### EXERCISE GOAL:
Put the stretch of the material below from the line containing "In the photo above, where can the ocean horizon" through the line containing "point(690, 514)", both of those lines included, into a numbered list, leaving out any blank lines.

### DATA SUPPLIED:
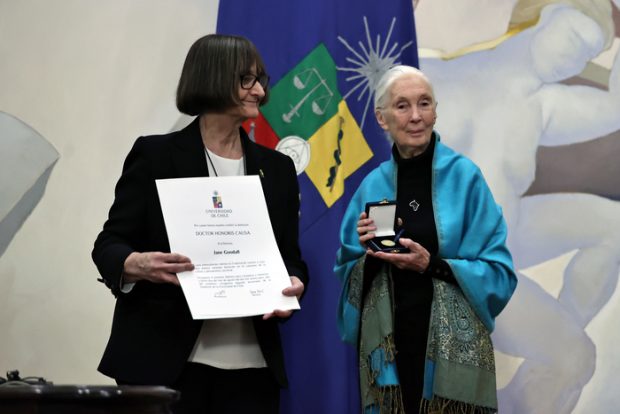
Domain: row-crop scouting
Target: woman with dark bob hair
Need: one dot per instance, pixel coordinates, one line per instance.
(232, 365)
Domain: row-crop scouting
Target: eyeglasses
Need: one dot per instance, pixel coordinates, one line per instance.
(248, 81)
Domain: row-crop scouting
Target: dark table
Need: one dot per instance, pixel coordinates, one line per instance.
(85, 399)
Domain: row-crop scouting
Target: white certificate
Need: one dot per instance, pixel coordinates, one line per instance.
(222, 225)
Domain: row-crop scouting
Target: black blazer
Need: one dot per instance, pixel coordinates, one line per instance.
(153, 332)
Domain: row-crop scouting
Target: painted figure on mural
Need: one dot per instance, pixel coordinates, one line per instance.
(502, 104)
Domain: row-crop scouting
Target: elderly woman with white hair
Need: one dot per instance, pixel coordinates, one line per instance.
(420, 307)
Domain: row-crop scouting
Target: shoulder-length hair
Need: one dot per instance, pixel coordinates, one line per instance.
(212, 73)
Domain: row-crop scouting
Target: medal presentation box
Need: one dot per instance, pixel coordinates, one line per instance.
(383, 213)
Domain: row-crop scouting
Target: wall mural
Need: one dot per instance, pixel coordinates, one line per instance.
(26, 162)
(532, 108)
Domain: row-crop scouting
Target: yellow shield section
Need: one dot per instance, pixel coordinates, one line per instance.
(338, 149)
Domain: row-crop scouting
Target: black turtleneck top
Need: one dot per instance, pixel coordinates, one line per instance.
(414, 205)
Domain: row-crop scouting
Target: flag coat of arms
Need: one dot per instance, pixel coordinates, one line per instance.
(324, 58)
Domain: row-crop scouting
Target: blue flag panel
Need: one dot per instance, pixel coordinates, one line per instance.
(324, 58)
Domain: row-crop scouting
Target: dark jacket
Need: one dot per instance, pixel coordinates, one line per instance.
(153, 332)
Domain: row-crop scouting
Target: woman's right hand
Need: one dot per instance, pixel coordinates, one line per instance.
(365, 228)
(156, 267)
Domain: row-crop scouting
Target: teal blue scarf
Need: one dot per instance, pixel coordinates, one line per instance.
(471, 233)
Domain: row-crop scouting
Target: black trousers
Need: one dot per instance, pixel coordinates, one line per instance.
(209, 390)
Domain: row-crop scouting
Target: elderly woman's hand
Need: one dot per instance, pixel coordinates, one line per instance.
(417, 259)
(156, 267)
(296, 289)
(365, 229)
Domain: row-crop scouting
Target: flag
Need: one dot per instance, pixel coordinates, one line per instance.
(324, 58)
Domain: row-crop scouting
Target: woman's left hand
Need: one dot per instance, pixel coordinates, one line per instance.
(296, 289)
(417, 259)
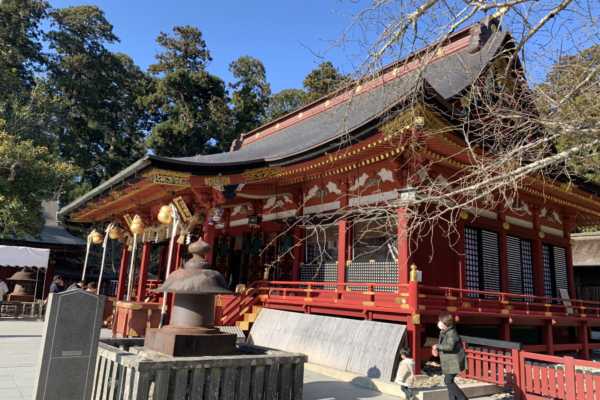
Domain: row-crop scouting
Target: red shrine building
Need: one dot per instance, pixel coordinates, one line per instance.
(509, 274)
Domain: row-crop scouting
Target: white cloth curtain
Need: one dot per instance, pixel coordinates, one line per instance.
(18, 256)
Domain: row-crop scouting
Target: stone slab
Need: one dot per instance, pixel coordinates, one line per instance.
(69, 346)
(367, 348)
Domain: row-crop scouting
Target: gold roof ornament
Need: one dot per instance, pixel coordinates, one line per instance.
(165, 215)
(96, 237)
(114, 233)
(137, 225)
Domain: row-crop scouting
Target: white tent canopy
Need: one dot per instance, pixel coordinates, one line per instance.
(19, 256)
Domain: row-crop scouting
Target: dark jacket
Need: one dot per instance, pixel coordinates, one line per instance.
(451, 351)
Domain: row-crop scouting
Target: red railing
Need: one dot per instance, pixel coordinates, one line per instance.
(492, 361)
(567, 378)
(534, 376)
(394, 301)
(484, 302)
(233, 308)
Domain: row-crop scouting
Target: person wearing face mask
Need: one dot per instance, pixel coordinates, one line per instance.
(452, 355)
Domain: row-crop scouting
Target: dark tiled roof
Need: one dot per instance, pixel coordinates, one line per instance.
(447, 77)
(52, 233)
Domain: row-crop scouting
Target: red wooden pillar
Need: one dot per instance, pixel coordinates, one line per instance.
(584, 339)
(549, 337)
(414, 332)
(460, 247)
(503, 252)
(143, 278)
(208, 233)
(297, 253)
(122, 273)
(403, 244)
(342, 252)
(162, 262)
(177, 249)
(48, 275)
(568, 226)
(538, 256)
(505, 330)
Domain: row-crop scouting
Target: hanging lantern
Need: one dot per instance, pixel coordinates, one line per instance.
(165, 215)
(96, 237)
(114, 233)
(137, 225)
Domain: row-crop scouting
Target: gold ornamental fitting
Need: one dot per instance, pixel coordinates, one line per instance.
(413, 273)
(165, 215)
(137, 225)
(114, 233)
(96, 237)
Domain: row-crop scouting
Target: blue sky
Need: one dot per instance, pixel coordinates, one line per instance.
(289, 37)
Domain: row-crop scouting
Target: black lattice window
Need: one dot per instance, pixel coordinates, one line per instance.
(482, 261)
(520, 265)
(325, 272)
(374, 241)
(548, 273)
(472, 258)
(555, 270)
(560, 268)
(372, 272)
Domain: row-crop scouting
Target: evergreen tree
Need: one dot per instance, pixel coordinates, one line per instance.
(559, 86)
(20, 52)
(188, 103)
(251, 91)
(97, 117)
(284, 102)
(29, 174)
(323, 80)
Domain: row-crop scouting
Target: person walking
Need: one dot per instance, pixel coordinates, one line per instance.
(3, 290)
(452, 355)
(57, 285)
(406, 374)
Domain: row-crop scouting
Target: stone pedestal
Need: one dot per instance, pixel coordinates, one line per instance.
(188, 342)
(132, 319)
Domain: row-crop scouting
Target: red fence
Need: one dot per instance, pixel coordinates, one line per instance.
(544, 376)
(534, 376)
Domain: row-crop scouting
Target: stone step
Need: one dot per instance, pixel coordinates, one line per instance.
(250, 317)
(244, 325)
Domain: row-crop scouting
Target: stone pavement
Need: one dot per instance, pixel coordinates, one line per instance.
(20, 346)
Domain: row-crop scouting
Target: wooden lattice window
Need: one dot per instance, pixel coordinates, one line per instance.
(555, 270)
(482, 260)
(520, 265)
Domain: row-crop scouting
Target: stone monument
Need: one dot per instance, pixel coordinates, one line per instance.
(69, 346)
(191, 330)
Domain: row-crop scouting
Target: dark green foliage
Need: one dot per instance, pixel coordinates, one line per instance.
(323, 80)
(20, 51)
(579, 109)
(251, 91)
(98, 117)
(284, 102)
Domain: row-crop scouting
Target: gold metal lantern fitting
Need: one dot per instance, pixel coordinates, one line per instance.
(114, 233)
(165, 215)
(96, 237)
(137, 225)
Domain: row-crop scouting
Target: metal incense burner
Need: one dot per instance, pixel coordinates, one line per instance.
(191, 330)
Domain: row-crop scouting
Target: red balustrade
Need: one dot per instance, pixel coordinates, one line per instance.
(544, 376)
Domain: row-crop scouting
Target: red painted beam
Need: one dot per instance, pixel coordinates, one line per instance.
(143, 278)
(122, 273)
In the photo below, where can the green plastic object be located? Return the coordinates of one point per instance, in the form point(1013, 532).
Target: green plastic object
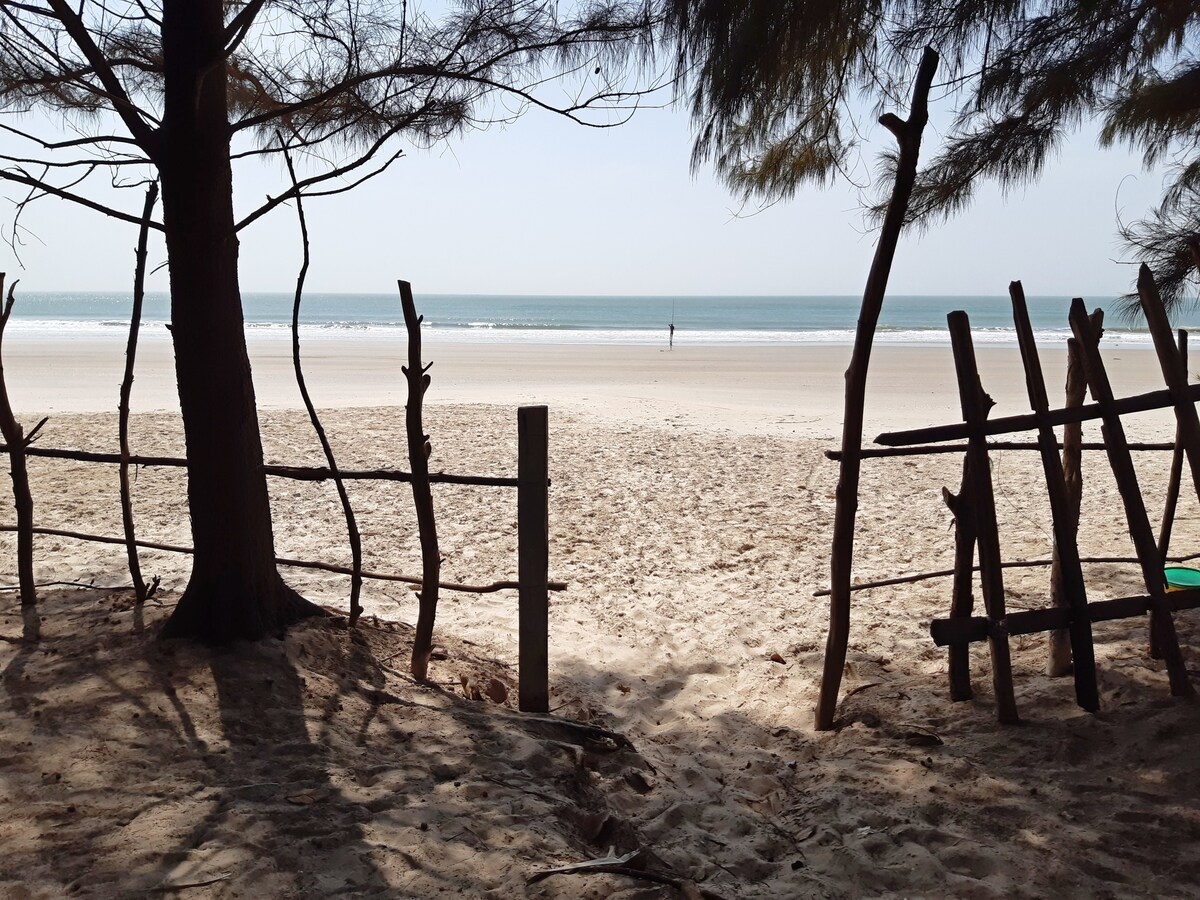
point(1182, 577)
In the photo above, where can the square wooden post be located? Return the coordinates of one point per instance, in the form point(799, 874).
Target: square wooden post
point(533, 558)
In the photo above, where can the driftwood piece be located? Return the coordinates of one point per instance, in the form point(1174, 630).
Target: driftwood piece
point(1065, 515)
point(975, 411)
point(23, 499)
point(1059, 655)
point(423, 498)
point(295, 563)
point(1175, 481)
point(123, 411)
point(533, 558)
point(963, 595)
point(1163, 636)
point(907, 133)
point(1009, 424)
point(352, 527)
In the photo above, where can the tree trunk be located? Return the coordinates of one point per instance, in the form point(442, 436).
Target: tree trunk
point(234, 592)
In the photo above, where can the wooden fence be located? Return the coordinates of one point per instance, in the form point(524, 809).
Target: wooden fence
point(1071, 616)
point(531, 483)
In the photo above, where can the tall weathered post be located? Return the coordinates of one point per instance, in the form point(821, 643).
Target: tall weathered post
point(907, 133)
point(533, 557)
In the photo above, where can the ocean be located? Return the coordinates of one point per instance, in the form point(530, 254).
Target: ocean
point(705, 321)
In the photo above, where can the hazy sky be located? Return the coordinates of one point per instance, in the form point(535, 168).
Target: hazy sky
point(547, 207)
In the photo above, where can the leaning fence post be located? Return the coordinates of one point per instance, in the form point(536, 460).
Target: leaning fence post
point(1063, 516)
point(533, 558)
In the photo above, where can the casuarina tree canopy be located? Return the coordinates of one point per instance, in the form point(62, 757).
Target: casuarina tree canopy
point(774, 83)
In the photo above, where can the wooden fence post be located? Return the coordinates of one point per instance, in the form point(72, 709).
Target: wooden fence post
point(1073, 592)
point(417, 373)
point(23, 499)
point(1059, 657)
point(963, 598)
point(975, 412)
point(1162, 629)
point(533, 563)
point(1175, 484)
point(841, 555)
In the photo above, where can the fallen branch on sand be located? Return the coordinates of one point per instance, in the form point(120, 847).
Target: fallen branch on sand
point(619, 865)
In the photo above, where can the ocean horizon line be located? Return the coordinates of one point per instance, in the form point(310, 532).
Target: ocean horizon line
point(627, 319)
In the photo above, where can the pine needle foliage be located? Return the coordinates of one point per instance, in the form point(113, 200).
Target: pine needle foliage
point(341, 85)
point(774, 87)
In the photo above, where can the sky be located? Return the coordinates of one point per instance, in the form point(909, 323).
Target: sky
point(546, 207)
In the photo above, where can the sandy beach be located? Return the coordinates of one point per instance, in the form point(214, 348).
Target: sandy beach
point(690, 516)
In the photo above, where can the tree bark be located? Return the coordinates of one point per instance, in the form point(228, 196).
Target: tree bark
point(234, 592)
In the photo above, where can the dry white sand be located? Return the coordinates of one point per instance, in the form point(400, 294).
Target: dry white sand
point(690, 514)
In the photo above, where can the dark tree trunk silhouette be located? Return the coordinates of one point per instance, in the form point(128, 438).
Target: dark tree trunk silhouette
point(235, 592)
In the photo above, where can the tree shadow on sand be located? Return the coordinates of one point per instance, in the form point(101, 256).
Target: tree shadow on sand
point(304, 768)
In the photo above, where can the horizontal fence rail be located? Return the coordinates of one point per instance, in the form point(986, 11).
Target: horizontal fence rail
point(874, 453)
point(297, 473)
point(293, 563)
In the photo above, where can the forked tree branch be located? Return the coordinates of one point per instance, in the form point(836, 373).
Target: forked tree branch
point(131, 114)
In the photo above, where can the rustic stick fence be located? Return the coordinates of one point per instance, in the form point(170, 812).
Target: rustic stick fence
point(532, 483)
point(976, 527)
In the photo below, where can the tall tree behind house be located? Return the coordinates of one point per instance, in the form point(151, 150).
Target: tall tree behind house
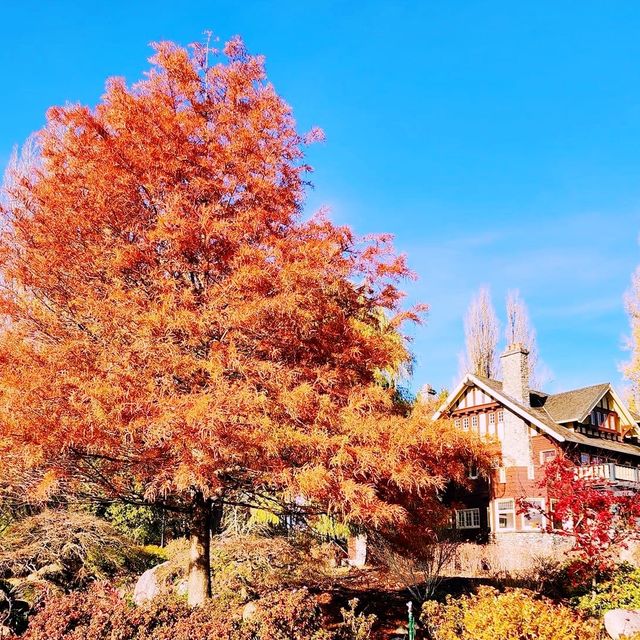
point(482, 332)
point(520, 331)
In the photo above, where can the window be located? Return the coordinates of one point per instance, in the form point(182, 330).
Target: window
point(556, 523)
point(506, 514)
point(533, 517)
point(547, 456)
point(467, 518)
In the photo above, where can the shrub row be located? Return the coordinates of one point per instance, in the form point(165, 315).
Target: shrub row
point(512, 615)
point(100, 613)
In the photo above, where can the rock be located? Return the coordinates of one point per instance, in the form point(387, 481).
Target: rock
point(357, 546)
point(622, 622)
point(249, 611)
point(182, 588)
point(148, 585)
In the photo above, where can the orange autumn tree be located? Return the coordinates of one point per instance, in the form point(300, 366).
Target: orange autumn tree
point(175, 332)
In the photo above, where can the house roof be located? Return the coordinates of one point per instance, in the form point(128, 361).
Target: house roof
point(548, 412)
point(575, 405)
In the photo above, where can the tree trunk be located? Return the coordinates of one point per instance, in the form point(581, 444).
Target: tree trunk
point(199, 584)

### RESPONSE TO THE TASK:
1. In the photo above, where can the ocean horizon line be located? Return the coordinates of one point per instance, in the form point(310, 532).
2. Target: ocean horizon line
3. point(627, 319)
4. In the photo above, where can the pine needle foliage be located? Return the coordinates of one point per instance, in the form point(113, 200).
5. Target: pine needle foliage
6. point(341, 85)
7. point(774, 87)
8. In the photo above, where can the sky be located? Return the coordinates of one point per instance, in the form point(909, 323).
9. Target: sky
10. point(546, 207)
11. In the photo above, where can the sandy beach be located? Return the coordinates of one point per instance, in the form point(214, 348).
12. Target: sandy beach
13. point(690, 516)
14. In the photo above, where can the tree bark be located? Return the coordinates of one point per instance, in the form point(228, 196).
15. Target: tree bark
16. point(234, 592)
17. In the photo above, where can the dry white sand be located? Return the coordinates of one point per instance, in the form point(400, 294).
18. Target: dry white sand
19. point(690, 514)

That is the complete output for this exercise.